▶ **Work to complete**:
Scan the entries below for the word "mountain". Copy each line that has it.
==== Source data ====
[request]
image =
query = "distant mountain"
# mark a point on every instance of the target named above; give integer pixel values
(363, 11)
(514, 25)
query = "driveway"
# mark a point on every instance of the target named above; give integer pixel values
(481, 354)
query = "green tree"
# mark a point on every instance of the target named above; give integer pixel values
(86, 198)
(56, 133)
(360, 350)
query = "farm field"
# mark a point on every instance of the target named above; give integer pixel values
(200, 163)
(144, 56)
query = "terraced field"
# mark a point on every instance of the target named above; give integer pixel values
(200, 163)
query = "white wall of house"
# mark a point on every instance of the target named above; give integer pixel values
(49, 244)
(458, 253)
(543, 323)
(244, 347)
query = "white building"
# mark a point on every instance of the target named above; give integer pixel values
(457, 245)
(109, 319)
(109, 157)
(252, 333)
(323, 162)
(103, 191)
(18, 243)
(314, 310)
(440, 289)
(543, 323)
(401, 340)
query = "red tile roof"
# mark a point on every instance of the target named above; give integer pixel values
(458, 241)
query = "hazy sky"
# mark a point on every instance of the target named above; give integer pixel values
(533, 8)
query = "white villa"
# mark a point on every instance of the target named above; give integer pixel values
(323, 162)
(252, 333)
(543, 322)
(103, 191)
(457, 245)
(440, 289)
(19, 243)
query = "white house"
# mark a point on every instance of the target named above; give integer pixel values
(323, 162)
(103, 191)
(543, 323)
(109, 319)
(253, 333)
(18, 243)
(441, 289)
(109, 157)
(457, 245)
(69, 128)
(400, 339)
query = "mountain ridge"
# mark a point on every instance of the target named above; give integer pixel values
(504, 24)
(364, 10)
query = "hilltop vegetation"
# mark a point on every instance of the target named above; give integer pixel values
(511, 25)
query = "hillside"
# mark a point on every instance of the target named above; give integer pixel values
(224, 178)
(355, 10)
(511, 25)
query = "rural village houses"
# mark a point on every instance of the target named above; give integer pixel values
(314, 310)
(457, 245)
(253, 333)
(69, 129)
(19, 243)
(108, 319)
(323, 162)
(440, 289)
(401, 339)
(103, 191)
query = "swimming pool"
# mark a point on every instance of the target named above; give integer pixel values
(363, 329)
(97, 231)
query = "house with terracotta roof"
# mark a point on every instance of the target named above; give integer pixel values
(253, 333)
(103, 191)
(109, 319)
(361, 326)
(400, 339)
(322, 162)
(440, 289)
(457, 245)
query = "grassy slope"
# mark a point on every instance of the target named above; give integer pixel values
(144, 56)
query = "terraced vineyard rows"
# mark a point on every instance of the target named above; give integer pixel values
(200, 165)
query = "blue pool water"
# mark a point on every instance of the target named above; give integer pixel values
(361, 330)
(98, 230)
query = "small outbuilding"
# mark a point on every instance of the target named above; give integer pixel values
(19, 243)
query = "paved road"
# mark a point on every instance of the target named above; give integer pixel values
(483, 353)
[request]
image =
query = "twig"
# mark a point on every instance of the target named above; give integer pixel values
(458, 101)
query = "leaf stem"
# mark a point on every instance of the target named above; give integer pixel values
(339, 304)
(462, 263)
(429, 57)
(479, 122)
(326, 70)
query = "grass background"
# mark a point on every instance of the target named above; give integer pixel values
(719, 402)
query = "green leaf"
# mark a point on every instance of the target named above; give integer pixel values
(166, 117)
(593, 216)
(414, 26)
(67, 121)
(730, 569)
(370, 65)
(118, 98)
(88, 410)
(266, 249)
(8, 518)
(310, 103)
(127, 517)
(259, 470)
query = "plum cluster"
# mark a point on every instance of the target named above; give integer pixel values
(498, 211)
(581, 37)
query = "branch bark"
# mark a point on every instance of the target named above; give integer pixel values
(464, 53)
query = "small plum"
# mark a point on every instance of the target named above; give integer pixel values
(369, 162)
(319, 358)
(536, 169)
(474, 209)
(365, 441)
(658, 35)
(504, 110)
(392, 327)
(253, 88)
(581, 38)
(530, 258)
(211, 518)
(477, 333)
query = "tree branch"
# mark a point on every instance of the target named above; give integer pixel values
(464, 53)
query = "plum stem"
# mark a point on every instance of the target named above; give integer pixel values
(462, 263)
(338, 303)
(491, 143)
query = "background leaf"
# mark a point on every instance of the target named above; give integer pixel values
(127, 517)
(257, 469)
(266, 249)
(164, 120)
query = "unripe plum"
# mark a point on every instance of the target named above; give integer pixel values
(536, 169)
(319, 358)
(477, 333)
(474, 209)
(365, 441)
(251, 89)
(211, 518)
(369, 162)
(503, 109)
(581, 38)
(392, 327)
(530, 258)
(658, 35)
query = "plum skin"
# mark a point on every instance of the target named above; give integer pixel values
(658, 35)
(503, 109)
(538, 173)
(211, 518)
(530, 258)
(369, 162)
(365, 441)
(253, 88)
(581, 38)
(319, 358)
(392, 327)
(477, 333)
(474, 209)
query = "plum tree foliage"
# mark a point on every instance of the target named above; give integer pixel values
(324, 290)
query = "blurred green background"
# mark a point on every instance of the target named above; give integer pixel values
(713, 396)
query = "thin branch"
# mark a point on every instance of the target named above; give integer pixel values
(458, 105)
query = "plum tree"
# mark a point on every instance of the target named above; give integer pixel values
====
▶ **Reply to the task**:
query = "distant mountain"
query = "mountain ridge"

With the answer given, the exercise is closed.